▶ [WRITTEN INSTRUCTION]
Copy out the material from its start through the line holding "x=370 y=366", both ends included and requests kept as they are. Shift every number in the answer pin coordinates up by 33, leave the requests' sample points unchanged, and omit the pictures.

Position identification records
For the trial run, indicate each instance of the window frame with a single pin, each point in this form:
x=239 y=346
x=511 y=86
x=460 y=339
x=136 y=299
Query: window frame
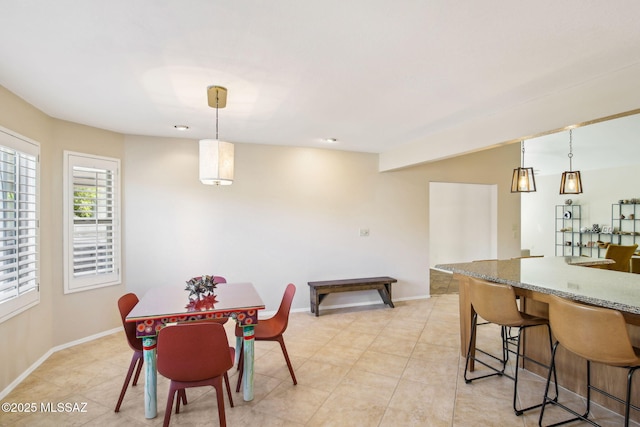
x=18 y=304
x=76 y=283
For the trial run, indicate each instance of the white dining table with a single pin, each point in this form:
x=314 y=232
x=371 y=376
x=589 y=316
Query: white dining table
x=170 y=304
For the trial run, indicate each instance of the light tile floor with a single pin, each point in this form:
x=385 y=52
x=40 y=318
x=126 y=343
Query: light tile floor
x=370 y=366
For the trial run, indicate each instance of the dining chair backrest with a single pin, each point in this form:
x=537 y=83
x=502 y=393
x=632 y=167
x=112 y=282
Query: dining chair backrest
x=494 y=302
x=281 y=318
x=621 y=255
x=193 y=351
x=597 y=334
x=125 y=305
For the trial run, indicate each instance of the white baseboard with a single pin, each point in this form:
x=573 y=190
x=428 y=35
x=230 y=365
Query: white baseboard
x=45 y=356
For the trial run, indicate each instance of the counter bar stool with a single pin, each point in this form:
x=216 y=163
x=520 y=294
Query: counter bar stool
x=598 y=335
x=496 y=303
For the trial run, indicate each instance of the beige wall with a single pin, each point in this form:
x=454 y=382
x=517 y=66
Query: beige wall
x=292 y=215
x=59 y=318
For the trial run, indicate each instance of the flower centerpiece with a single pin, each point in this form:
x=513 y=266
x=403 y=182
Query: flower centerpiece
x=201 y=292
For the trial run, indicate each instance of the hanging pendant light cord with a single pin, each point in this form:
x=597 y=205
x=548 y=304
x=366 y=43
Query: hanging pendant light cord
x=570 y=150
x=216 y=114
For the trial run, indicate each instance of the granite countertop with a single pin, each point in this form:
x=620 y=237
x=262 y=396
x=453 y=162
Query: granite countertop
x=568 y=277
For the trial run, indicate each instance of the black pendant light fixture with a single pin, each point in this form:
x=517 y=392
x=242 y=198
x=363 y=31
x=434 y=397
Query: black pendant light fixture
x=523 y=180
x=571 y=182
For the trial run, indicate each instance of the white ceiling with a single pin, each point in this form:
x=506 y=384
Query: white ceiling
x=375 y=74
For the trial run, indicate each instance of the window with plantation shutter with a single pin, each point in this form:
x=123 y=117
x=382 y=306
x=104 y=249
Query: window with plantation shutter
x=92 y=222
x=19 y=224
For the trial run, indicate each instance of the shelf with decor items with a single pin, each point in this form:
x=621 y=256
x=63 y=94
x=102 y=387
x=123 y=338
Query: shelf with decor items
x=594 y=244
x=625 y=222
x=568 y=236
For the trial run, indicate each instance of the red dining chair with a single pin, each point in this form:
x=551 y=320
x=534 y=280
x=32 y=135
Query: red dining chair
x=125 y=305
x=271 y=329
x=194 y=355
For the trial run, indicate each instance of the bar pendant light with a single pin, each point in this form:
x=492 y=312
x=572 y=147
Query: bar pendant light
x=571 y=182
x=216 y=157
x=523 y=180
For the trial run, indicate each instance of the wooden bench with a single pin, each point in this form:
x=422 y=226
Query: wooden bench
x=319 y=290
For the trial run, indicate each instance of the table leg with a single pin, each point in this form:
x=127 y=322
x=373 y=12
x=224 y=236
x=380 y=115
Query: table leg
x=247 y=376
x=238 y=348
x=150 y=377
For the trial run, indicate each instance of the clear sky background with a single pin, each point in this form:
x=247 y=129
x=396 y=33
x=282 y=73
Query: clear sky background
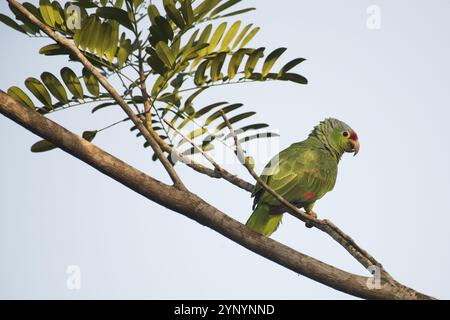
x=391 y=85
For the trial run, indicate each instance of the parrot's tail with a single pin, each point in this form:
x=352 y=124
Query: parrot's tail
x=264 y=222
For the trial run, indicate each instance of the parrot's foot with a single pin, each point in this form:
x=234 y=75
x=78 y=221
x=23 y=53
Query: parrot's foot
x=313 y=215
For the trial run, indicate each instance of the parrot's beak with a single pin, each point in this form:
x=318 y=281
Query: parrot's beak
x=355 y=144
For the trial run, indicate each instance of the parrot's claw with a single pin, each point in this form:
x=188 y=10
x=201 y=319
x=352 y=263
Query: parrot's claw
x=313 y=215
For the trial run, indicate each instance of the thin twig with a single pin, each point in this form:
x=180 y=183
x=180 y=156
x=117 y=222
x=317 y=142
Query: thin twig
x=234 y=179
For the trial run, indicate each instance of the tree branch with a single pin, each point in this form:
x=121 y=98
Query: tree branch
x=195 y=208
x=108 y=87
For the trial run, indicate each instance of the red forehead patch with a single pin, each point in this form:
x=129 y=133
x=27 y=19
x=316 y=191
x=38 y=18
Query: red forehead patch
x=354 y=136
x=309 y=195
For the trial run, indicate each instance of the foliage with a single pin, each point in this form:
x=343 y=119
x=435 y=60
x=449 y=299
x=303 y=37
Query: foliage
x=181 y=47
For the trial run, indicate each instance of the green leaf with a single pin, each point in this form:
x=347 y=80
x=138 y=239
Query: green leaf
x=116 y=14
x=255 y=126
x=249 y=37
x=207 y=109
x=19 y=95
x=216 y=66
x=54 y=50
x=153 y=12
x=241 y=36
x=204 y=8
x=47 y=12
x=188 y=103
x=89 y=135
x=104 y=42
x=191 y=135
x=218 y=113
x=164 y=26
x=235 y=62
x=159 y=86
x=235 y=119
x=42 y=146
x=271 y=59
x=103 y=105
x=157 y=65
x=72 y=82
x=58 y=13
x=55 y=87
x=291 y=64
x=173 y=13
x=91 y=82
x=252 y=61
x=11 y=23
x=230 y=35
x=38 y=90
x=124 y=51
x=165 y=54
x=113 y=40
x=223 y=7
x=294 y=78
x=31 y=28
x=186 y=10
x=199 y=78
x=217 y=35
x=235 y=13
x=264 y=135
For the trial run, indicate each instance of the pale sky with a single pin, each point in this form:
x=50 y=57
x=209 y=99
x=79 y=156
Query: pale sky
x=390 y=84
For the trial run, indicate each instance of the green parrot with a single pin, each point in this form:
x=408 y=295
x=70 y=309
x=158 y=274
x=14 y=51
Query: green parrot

▶ [SOLUTION]
For the trial run, indicate each instance of the window frame with a single pin, each point in this form:
x=239 y=346
x=511 y=86
x=460 y=339
x=136 y=299
Query: window frame
x=51 y=337
x=109 y=316
For the trial run, indicate each instance of the white dining table with a single pin, each point in this form:
x=314 y=232
x=371 y=376
x=589 y=316
Query: white dining table
x=203 y=337
For the trial run, indicate each instance of the light tile floor with a single pin, each point in this form:
x=385 y=52
x=40 y=318
x=126 y=343
Query: light tile floor
x=403 y=399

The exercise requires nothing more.